(Stored dataset items)
=-=-=

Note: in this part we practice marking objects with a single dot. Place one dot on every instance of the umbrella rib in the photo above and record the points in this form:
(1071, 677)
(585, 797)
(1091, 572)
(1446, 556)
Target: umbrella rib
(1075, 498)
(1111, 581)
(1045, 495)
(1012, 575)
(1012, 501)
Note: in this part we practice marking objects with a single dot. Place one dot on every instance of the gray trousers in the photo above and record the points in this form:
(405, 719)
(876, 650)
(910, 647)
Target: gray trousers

=-=-=

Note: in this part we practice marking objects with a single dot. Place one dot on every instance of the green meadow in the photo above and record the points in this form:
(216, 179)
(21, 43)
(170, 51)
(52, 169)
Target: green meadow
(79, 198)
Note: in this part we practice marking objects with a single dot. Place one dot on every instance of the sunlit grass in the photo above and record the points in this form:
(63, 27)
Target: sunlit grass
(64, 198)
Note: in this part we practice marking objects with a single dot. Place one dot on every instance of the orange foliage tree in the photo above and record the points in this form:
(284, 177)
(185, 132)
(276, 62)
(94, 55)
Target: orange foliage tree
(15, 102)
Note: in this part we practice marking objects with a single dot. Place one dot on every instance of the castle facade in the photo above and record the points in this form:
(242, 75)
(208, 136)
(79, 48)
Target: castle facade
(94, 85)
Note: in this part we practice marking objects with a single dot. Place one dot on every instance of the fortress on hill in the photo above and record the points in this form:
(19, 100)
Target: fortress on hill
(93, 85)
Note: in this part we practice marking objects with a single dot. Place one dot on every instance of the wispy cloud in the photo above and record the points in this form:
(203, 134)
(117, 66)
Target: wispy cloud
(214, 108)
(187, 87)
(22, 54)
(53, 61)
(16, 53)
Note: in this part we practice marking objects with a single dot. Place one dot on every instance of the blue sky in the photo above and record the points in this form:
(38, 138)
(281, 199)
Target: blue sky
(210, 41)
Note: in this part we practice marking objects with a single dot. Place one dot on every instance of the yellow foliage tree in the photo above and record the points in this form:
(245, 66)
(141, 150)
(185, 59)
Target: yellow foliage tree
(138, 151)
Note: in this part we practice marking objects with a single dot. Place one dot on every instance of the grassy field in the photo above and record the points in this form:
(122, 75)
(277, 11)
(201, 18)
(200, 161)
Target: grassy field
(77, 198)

=-=-=

## Exercise aim:
Look above for the line holding "of the gray" and the line holding "Target: gray trousers". Retype both, and every line between them, word for word and nothing else.

## Exercise output:
Note: in this part we practice marking objects with a single dot. Place one dot on every instance of the gray trousers in the photo above and record the points in this form:
(405, 719)
(876, 650)
(910, 647)
Target: gray trousers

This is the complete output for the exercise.